------ Data for the task ------
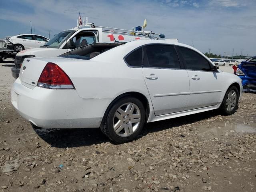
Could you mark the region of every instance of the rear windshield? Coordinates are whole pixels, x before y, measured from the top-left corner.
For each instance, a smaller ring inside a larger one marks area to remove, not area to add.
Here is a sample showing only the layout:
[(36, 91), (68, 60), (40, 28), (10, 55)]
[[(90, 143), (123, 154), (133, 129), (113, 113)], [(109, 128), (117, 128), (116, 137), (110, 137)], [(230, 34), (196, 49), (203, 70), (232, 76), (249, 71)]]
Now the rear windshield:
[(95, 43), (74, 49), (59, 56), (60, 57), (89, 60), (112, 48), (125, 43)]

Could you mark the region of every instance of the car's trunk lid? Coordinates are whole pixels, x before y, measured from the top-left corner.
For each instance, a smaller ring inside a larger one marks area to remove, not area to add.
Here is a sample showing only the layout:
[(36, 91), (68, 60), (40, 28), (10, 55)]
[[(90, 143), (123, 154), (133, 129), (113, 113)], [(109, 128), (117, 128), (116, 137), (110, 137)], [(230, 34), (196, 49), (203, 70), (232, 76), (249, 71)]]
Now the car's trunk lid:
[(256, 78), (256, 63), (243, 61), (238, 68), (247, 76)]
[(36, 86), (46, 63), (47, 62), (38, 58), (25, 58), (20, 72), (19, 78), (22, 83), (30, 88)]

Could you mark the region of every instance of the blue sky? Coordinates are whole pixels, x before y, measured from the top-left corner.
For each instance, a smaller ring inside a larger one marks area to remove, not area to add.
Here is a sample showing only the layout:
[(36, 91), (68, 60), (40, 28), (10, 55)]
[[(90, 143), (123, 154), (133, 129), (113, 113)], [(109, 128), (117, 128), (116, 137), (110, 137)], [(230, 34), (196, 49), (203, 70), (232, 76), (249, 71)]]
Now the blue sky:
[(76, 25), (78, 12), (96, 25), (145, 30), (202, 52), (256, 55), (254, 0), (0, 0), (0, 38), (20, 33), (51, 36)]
------
Written exercise: Switch every "whole pixels" in the records above to "integer pixels" and reproduce them with nothing else changed. Leave the pictures out.

Solution for this exercise:
Could you mark the region of every instance of the rear windshield? Coordinates are integer pixels, x before y, measured from the top-left corner.
For each instance, a smaller ring inside a larger one marks area to remove, not area to add.
Here is a sample showing only the layout:
[(36, 91), (68, 60), (40, 28), (10, 55)]
[[(90, 143), (123, 154), (133, 129), (113, 113)], [(109, 128), (117, 128), (116, 137), (110, 137)], [(230, 34), (196, 49), (203, 70), (232, 76), (249, 71)]]
Now the rear windshield:
[(95, 43), (74, 49), (59, 56), (60, 57), (89, 60), (112, 48), (125, 43)]

Could you mark the region of every instance of the car's trunk lid? Coordinates are integer pixels, x before y, measured from the top-left corner.
For each instance, a smaller ring inside a larger one marks area to remove, not area to add.
Here is a sample showing only the layout:
[(36, 91), (68, 60), (40, 28), (10, 55)]
[[(90, 143), (123, 154), (133, 129), (113, 113)], [(109, 128), (117, 128), (116, 137), (110, 137)], [(230, 34), (196, 49), (203, 70), (232, 76), (249, 71)]]
Now the car's trunk lid:
[(256, 78), (256, 63), (243, 61), (238, 68), (247, 76)]
[(36, 86), (46, 63), (47, 62), (38, 58), (25, 58), (20, 72), (19, 78), (22, 83), (30, 88)]

Could you mark the region of every instance of the blue sky? Coordinates are integer pixels, x before y, measured from the top-left corner.
For each instance, a smaller ring inside a larger one marks area to remove, not area to add.
Here is a sample showing only the layout:
[(36, 91), (68, 60), (40, 28), (10, 55)]
[[(90, 143), (123, 154), (133, 129), (113, 113)], [(109, 128), (117, 128), (116, 137), (110, 137)], [(230, 34), (196, 49), (203, 70), (232, 76), (249, 71)]]
Now the blue sky:
[(76, 25), (78, 12), (96, 25), (145, 30), (202, 52), (256, 55), (254, 0), (0, 0), (0, 38), (20, 33), (51, 36)]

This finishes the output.